**WHAT THE EXERCISE ASKS**
Please pull out every line in the records below that contains the string "shiny" and copy each one in full. Case counts when matching.

**MATERIAL TO PROCESS**
·····

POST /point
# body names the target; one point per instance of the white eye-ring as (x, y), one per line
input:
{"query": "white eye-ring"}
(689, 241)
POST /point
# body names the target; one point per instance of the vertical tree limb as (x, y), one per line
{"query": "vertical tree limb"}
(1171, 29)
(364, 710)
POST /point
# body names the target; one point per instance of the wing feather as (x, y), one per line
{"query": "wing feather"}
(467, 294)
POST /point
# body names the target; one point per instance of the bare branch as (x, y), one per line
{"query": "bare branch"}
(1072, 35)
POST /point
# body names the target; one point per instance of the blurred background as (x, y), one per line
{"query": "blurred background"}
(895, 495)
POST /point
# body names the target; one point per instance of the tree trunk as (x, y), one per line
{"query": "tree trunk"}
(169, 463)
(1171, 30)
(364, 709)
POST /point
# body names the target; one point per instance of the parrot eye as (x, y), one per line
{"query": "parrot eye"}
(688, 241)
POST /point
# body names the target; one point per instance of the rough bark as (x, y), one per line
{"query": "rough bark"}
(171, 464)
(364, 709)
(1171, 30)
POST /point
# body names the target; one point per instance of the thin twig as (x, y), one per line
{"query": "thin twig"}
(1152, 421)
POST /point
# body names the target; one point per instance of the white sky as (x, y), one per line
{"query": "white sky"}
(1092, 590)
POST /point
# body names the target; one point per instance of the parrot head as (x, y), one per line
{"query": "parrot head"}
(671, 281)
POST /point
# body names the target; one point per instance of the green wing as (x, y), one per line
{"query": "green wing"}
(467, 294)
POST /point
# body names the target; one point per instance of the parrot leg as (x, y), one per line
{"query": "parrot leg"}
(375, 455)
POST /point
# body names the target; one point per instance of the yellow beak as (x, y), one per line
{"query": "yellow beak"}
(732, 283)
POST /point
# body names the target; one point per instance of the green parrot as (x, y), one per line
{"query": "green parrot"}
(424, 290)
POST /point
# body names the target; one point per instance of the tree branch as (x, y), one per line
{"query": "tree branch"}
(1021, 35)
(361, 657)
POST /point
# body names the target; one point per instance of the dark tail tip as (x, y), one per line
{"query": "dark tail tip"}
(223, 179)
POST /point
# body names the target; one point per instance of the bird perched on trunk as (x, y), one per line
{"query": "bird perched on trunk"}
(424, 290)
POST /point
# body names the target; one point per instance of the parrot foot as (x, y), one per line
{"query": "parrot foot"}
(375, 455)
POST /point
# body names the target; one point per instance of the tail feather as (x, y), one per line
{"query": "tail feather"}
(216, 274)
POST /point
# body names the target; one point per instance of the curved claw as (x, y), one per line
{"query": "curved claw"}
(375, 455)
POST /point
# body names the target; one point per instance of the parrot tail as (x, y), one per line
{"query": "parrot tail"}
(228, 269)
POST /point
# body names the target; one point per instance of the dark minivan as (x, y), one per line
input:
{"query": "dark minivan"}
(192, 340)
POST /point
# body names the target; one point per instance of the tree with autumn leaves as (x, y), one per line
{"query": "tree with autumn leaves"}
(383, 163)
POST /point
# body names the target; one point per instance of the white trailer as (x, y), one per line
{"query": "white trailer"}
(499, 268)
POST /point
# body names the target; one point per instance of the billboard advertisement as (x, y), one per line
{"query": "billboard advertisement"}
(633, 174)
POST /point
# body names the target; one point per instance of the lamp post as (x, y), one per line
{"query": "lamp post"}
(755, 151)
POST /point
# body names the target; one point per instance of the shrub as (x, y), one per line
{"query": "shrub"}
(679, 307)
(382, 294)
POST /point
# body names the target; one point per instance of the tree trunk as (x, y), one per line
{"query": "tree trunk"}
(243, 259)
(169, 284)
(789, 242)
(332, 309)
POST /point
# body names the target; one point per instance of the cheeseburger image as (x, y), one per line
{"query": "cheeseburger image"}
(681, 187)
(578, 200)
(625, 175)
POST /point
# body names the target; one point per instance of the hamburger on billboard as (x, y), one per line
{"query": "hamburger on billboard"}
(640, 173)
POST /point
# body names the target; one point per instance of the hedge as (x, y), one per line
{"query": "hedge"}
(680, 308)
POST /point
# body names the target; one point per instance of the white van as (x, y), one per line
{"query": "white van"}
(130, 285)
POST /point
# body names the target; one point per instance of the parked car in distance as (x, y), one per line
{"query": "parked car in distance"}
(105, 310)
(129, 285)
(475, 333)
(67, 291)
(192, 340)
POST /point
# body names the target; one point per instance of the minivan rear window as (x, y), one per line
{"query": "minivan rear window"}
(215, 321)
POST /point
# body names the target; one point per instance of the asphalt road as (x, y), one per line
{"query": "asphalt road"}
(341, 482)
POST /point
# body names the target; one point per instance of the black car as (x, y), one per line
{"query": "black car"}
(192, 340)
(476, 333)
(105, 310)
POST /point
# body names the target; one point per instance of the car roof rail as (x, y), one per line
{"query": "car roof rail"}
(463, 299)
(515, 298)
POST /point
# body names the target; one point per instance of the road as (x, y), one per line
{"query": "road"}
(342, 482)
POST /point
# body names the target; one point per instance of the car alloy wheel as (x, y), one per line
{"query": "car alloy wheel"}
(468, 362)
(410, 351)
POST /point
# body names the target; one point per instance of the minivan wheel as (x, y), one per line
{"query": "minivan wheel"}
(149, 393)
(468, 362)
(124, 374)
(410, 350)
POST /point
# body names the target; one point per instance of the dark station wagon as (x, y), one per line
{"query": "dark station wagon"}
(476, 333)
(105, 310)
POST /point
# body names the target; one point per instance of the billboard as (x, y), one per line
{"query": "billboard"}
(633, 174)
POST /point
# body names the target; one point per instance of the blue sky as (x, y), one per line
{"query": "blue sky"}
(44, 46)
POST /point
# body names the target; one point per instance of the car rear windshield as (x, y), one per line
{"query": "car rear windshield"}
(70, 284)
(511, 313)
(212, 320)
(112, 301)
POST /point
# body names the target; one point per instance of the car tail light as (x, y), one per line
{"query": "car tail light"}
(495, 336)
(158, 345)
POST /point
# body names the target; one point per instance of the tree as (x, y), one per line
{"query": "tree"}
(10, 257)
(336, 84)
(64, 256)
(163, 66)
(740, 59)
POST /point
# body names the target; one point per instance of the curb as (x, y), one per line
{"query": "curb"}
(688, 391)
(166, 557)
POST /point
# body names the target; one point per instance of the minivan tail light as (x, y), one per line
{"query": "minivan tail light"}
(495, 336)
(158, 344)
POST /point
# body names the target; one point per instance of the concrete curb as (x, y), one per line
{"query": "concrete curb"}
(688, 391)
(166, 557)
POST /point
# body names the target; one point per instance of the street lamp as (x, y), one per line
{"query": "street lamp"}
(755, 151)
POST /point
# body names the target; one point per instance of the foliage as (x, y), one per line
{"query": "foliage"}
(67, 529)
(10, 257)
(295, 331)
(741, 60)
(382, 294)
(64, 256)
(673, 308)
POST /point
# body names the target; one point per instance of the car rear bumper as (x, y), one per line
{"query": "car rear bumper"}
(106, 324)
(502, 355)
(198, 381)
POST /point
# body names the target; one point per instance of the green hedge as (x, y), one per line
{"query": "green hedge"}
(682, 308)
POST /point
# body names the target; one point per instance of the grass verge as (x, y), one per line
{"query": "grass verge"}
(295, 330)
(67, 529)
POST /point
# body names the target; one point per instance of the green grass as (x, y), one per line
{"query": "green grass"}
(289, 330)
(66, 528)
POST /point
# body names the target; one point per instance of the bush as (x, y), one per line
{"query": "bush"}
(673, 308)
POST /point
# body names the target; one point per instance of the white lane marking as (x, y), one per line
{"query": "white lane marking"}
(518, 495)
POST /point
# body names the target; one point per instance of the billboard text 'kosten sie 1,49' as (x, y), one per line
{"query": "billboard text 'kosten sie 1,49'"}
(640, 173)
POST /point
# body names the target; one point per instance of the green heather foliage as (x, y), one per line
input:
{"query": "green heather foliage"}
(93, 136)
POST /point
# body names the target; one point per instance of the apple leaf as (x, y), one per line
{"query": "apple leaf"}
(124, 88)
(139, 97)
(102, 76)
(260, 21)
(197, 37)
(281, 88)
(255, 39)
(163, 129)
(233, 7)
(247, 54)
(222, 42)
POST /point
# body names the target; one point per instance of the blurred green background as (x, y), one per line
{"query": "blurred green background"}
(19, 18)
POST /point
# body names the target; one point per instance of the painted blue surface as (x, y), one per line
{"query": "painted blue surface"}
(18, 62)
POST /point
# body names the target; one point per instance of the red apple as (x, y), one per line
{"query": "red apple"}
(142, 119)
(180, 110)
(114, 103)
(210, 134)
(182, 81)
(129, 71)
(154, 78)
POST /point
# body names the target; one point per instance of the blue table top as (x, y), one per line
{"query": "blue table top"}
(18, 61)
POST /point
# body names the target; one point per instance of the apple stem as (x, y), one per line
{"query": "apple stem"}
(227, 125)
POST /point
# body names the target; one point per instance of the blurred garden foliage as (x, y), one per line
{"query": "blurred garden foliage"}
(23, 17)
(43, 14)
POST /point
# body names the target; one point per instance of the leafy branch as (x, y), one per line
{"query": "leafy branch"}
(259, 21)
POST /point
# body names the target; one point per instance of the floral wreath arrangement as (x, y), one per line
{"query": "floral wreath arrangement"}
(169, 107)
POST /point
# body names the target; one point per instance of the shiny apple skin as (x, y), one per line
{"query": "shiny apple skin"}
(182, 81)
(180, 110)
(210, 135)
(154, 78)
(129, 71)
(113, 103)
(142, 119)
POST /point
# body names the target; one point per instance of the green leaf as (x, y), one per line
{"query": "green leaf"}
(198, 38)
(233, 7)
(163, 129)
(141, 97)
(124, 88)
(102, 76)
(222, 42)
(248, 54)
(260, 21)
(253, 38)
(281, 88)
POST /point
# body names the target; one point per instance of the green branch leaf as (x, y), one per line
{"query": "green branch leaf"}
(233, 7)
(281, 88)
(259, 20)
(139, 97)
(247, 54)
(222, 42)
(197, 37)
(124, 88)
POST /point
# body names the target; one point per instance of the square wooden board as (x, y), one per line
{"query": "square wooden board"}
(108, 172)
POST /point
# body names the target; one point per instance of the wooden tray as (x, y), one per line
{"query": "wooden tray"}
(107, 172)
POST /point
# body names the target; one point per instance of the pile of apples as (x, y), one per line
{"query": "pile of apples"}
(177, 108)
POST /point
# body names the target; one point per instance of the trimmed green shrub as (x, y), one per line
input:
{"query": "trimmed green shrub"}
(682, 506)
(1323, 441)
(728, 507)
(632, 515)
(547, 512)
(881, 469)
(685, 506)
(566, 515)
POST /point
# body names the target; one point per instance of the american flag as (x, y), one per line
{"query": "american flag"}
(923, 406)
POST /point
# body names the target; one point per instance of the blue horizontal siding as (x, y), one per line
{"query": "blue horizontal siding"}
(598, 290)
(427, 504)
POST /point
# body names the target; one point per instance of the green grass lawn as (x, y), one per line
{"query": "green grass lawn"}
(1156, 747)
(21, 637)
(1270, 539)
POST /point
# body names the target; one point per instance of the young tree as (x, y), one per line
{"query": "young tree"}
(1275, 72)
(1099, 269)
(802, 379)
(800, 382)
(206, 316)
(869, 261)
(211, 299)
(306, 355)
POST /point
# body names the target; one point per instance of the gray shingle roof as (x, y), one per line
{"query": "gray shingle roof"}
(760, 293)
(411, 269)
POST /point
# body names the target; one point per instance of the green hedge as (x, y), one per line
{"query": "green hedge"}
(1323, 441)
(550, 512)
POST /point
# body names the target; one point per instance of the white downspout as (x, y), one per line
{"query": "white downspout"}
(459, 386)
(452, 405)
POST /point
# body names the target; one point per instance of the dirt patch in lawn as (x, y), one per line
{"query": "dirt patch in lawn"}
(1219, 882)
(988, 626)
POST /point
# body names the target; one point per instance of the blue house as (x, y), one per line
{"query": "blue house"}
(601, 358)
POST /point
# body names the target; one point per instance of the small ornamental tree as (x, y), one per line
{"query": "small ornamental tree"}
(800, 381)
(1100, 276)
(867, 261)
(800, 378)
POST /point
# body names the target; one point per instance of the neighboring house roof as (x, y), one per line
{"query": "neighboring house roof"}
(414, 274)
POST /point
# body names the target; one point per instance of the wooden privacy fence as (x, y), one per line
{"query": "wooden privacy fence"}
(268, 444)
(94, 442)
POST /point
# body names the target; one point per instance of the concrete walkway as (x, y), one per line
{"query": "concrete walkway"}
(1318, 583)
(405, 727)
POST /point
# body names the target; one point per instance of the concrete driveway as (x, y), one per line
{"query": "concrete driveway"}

·····

**FINAL ANSWER**
# body names the target; one point per instance of the shiny apple skin as (x, y), one per line
{"query": "shiny apple skin"}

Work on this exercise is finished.